* Stated problem A: Write out the stretch of the Jewish studies course listings from "HEBR7701: Inter-Faith Disputations" through "Lavater; post-Emancipation polemics.".
* Stated problem B: In the Jewish studies course listings, which three cities' public disputations does the Inter-Faith Disputations survey cover?
* Stated problem C: Could you carry on the Jewish studies course listings from where they stop?

HEBR7701: Inter-Faith Disputations (Survey) * (Ada Rapoport-Albert, email: uclhara@ucl.ac.uk). Rabbinic polemics with pagan religion and philosophy; the clash between Judaism and Christianity as reflected in the New Testament and the writings of the early Church Fathers as well as in rabbinic literature; medieval Jewish polemics with Christianity,Karaism and Islam; the emergence of systematic formulations of the Jewish faith as a response to these polemics; the public disputations of Paris, Barcelona and Tortosa; Judaeo-Christian polemics after the Reformation; the clash between Marrano Jews and rabbinic orthodoxy in the 17th century; the Frankist disputations of 1757 and 1759; the debate between Mendelssohn and Lavater; post-Emancipation polemics.
HEBR7702: Jewish Historiography (Survey) * (Ada Rapoport-Albert, email: uclhara@ucl.ac.uk). Historical writings in the Bible and Rabbinic literature; Jewish historiography in the Hellenistic period; medieval histories and chronicles; historical, biographical, autobiographical and hagiographical works of the Early Modern period; the beginnings of modern historiography; 19th century Wissenschaft des Judentums; current historiographical schools; the historiography of the Holocaust.
HEBR7703: Jewish Historiography (Texts) * (Ada Rapoport-Albert, email: uclhara@ucl.ac.uk). Selected readings in Hebrew from Josippon, Megillat Ahimaaz, 1st Crusade chronicles, Sefer ha-Kabbalah, Shevet Yehudah, Meor Eynayim, Yeven Mezulah, Hayey Yehudah or other relevant texts.
HEBR7704: Transition and Crisis in the Seventeenth Century *. The proliferation of the ex-marrano communities in Western Europe: the Jewish role in the rise of modern capitalism; the effects of the Thirty Years War, the 1648-49 massacres of the Jews in the Ukraine; the Sabbataean heresy.
HEBR7705: Jewry in the West: 1789 to the Present *. The course will examine the response of the Jews in Western Europe and in the New World to the impact of modernisation. Social, economic, cultural and political developments and their interaction will also be studied.
HEBR7706: Jewish Politics: Traditional and Modern * . This course will examine the development of modern forms of Jewish political thought and organisation. Particular emphasis will be placed on the evolution of traditional political behaviour, on the overlap of continuity and change, and on the comparison between the differing patterns of development in the West, in Eastern Europe, and the oriental communities.
HEBR7707: History of Antisemitism * . An examination of antisemitic thought and politics from the mid-nineteenth century until the post World War II period. Distinctions between anti-Judaism and antisemitism will be discussed; trends will be traced in Central, Western and Eastern Europe. Attention will be given to the Holocaust. Attitudes towards Jews in post World War II Europe, America and elsewhere will also be studied.

* Items:
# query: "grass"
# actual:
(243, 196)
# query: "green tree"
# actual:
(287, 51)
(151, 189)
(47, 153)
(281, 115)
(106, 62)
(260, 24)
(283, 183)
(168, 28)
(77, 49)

* Task result A:
HEBR7701: Inter-Faith Disputations (Survey) * (Ada Rapoport-Albert, email: uclhara@ucl.ac.uk). Rabbinic polemics with pagan religion and philosophy; the clash between Judaism and Christianity as reflected in the New Testament and the writings of the early Church Fathers as well as in rabbinic literature; medieval Jewish polemics with Christianity,Karaism and Islam; the emergence of systematic formulations of the Jewish faith as a response to these polemics; the public disputations of Paris, Barcelona and Tortosa; Judaeo-Christian polemics after the Reformation; the clash between Marrano Jews and rabbinic orthodoxy in the 17th century; the Frankist disputations of 1757 and 1759; the debate between Mendelssohn and Lavater; post-Emancipation polemics.

* Task result B: Paris, Barcelona and Tortosa.

* Task result C:
HEBR7708: Jews in Revolution and Revolutionary Jews *. This course will examine the impact of major revolutions (particularly those of 1789, 1848, 1905 and 1917-19) on the Jewish population, and the role played by Jews (whether collectively or individually) in revolutionary movements and in revolutions during the nineteenth and twentieth centuries.
HEBR7709: Jewish Thought in the Modern Era*. This course will examine the major trends in the intellectual history of Jewry in the modern era. Religious, philosophical and political thought as developed both by individuals (Spinoza, Mendelssohn, SR Hirsch, Buber etc.) and by movements (the ideologies of Bundism, Reform Judaism, modern Orthodoxy etc.) will be studied.
HEBR7710: Major Trends in the History of Medieval Jewry*
HEBR7711: European Jewry and the Holocaust (Michael Berkowitz, email: m.berkowitz@ucl.ac.uk). The course places the events of the Holocaust in the context of twentieth century European history, the history of antisemitism and the history of post-emancipation European Jewry. It surveys the course of the Holocaust, analyses its causes and examines its impact on contemporary Jewry.
HEBR7712: Zionism and its Critics * . This course will examine the history of Zionism in the light of internal Jewish opposition and non-Jewish critiques of the movement since its emergence at the end of the nineteenth century.
HEBR7713: The Jews of Germany and East-Central Europe 1848-1938*
HEBR7714: History of the Jews in Russia * . The course will survey the social, economic, political and cultural history of the Jews in Russia, from the rise of the first Russian state, Kievan Rus, to the fall of the imperial government in 1917.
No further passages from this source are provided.